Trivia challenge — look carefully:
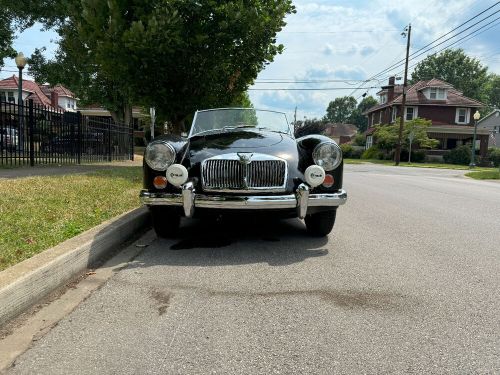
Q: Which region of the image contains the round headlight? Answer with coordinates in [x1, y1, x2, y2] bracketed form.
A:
[144, 142, 175, 171]
[313, 142, 342, 171]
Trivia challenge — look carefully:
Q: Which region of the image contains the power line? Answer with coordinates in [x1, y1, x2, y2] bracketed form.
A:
[248, 86, 378, 91]
[376, 9, 500, 81]
[349, 1, 500, 96]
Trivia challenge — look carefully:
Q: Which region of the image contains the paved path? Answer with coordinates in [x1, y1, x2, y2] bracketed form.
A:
[4, 165, 500, 374]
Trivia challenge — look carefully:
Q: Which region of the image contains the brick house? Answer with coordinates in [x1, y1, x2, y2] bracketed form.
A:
[0, 75, 78, 112]
[364, 77, 489, 160]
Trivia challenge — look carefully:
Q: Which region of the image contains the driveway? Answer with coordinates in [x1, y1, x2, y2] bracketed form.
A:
[4, 165, 500, 374]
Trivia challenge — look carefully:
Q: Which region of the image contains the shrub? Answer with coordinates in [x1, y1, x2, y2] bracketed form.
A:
[443, 146, 471, 165]
[488, 148, 500, 167]
[361, 146, 384, 159]
[353, 134, 366, 146]
[340, 143, 354, 158]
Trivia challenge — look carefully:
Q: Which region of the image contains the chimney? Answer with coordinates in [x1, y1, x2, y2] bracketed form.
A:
[50, 91, 59, 108]
[387, 77, 396, 102]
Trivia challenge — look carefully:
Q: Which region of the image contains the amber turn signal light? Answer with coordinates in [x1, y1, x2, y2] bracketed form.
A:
[153, 176, 167, 189]
[323, 174, 335, 188]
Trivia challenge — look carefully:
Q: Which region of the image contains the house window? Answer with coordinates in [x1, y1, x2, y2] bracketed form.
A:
[429, 87, 446, 100]
[405, 107, 417, 121]
[456, 108, 469, 124]
[365, 135, 373, 149]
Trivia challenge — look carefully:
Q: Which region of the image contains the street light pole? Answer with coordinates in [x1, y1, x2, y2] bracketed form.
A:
[15, 52, 26, 150]
[394, 24, 411, 165]
[469, 111, 481, 168]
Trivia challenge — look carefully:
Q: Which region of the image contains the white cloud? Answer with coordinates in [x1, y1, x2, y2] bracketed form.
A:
[250, 0, 500, 118]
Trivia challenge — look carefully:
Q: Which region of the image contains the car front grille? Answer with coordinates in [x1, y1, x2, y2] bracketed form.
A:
[202, 158, 287, 192]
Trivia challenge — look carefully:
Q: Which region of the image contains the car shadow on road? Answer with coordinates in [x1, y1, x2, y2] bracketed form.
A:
[131, 216, 328, 267]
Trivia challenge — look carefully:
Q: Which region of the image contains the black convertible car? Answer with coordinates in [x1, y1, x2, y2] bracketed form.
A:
[140, 108, 347, 237]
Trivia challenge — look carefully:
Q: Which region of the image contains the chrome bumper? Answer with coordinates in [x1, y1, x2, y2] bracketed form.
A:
[140, 182, 347, 219]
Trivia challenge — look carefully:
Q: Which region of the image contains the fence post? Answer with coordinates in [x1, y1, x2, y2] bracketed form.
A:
[129, 125, 134, 161]
[108, 121, 113, 161]
[28, 99, 35, 167]
[76, 111, 82, 164]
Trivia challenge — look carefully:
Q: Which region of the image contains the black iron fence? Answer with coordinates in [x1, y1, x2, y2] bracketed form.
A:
[0, 100, 134, 166]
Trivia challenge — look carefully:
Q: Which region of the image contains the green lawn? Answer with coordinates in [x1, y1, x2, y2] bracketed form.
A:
[465, 169, 500, 180]
[344, 159, 495, 171]
[0, 167, 142, 270]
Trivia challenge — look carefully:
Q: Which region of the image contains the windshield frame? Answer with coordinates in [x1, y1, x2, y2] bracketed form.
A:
[188, 107, 293, 138]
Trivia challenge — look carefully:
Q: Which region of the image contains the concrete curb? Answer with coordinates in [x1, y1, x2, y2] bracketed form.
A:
[0, 207, 149, 326]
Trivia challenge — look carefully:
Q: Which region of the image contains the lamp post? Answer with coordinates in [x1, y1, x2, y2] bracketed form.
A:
[15, 52, 26, 150]
[469, 110, 481, 168]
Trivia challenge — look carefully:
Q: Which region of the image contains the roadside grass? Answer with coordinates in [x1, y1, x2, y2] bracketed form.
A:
[465, 170, 500, 180]
[0, 167, 142, 271]
[344, 159, 495, 171]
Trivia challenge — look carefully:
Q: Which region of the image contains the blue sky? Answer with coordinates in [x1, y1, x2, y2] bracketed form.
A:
[0, 0, 500, 119]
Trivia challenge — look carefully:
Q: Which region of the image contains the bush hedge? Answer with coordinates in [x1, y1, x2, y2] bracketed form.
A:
[443, 146, 471, 165]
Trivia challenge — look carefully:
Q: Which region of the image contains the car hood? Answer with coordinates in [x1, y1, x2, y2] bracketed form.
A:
[189, 130, 298, 164]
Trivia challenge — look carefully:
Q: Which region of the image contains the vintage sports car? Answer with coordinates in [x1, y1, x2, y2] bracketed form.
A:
[140, 108, 347, 237]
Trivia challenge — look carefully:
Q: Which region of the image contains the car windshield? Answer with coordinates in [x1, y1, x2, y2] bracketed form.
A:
[191, 108, 290, 135]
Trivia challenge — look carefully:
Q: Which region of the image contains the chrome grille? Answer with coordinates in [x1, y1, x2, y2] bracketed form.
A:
[202, 157, 287, 191]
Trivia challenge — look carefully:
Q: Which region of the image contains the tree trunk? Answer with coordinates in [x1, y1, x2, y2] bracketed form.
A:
[172, 118, 185, 135]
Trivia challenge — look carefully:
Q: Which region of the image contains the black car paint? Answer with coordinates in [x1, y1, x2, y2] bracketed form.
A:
[144, 129, 343, 195]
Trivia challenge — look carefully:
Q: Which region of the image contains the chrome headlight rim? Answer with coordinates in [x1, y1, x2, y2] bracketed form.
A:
[144, 141, 177, 172]
[312, 142, 342, 171]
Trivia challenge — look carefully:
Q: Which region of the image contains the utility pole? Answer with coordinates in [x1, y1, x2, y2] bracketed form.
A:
[394, 24, 411, 165]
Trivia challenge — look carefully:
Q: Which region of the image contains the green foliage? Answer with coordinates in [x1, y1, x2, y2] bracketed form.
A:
[411, 49, 488, 101]
[349, 95, 378, 133]
[443, 145, 471, 165]
[353, 134, 366, 146]
[22, 0, 295, 132]
[488, 148, 500, 167]
[374, 118, 439, 152]
[484, 73, 500, 108]
[361, 146, 384, 160]
[294, 119, 326, 138]
[340, 143, 364, 159]
[324, 96, 356, 123]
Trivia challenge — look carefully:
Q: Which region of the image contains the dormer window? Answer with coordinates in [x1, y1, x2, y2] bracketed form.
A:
[429, 87, 446, 100]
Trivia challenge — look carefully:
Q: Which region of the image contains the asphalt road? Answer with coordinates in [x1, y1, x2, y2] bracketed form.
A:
[9, 165, 500, 375]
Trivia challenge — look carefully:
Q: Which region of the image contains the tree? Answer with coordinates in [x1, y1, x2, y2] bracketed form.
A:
[411, 49, 488, 101]
[349, 95, 378, 133]
[324, 96, 357, 123]
[485, 73, 500, 109]
[294, 118, 327, 138]
[374, 118, 439, 152]
[26, 0, 295, 132]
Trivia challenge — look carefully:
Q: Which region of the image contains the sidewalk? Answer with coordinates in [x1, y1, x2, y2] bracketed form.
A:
[0, 155, 142, 179]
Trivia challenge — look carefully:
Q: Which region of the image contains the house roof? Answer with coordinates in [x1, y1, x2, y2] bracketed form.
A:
[363, 78, 484, 114]
[477, 109, 500, 124]
[325, 123, 358, 138]
[0, 75, 75, 109]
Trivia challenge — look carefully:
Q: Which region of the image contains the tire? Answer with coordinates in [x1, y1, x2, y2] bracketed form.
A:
[150, 207, 181, 238]
[304, 210, 337, 237]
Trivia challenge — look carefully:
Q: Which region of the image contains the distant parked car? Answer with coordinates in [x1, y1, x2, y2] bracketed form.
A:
[140, 108, 347, 237]
[0, 126, 19, 151]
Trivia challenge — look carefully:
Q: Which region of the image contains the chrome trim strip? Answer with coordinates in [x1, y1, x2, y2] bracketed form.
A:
[140, 190, 347, 210]
[182, 181, 195, 217]
[297, 184, 310, 219]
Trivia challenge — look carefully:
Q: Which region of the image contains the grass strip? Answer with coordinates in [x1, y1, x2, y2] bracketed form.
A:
[0, 167, 142, 270]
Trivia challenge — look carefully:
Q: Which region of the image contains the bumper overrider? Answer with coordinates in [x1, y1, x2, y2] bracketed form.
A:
[140, 182, 347, 219]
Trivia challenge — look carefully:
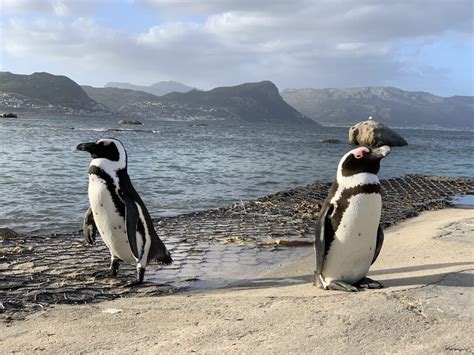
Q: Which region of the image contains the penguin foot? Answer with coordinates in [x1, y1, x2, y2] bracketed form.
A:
[91, 269, 117, 279]
[122, 280, 143, 288]
[124, 267, 145, 287]
[355, 277, 383, 289]
[327, 280, 358, 292]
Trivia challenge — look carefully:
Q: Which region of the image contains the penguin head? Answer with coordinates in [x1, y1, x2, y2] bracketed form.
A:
[76, 138, 127, 170]
[337, 145, 390, 177]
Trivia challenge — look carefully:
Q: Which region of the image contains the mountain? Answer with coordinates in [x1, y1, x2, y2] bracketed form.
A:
[0, 72, 101, 110]
[82, 85, 159, 112]
[160, 81, 320, 124]
[105, 81, 193, 96]
[281, 87, 474, 128]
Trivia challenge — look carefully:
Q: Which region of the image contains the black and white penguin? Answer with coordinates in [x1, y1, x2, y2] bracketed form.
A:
[76, 139, 173, 286]
[314, 146, 390, 291]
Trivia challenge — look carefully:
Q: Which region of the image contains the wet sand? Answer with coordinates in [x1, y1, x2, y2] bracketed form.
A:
[0, 209, 474, 353]
[0, 175, 474, 322]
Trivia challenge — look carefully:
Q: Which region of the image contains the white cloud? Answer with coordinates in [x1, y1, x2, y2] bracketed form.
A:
[3, 0, 473, 94]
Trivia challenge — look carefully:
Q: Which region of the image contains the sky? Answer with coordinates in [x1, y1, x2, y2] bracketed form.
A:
[0, 0, 474, 96]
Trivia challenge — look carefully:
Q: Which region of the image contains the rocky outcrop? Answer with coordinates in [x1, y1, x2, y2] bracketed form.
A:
[349, 119, 408, 147]
[0, 228, 22, 240]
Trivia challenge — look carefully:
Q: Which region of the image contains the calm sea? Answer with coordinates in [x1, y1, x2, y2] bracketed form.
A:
[0, 117, 474, 233]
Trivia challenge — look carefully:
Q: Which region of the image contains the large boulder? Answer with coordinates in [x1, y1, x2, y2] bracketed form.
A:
[349, 119, 408, 147]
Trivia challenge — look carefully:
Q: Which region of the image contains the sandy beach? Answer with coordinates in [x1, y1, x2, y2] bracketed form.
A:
[0, 209, 474, 353]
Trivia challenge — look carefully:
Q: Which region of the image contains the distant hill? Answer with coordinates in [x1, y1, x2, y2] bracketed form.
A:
[281, 87, 474, 128]
[82, 85, 159, 112]
[160, 81, 313, 124]
[0, 72, 101, 110]
[105, 81, 193, 96]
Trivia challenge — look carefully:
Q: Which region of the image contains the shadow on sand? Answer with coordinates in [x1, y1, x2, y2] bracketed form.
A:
[229, 262, 474, 289]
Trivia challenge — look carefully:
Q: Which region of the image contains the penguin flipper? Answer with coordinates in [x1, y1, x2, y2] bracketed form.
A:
[82, 207, 97, 245]
[314, 204, 334, 288]
[371, 224, 384, 265]
[122, 194, 141, 259]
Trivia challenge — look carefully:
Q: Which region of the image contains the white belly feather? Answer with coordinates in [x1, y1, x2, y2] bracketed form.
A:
[89, 174, 138, 262]
[322, 193, 382, 285]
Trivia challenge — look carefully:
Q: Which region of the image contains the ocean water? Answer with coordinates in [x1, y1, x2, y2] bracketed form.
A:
[0, 116, 474, 233]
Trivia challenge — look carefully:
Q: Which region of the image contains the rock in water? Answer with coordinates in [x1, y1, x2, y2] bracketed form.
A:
[321, 139, 342, 144]
[118, 120, 143, 125]
[0, 228, 22, 240]
[349, 119, 408, 147]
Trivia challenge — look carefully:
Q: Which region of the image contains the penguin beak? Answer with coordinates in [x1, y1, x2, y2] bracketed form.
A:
[76, 142, 96, 154]
[367, 145, 391, 160]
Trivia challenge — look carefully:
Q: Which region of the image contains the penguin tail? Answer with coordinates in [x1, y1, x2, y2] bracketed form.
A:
[157, 250, 173, 265]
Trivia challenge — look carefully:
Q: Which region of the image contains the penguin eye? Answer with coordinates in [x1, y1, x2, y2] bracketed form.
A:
[353, 147, 370, 159]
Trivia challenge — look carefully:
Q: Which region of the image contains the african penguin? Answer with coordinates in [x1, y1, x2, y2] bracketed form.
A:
[76, 139, 173, 286]
[314, 146, 390, 291]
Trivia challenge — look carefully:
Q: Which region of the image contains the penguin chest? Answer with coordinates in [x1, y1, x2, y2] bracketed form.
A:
[322, 193, 382, 283]
[89, 174, 136, 261]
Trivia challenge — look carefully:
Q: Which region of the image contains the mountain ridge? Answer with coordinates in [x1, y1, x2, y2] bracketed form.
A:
[281, 86, 474, 128]
[0, 72, 102, 110]
[104, 80, 194, 96]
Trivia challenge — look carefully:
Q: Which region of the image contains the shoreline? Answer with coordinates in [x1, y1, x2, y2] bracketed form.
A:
[0, 209, 474, 353]
[0, 175, 474, 322]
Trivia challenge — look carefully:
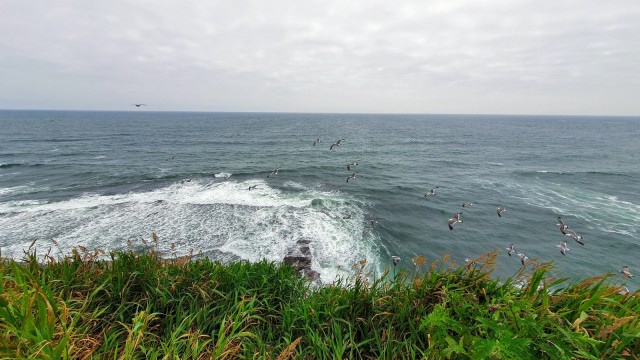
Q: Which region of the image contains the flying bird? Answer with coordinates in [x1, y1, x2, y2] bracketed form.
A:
[518, 253, 529, 266]
[556, 216, 567, 235]
[507, 244, 516, 256]
[391, 256, 402, 266]
[267, 168, 280, 177]
[447, 212, 462, 230]
[424, 186, 439, 196]
[620, 265, 633, 278]
[347, 160, 358, 171]
[329, 139, 344, 150]
[556, 241, 571, 255]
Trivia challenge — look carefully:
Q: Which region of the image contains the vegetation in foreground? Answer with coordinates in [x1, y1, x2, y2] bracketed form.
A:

**Directions for this task**: List every line in the entries above that contains the word "water".

**Task response**:
Q: Which region of the image contains the ocean water? Answer with coordinates in [x1, y1, x2, y2] bracketed form.
Q: Which region of the image contains the rock in water? Answer with coordinates in [x1, y1, x2, y2] bracketed form.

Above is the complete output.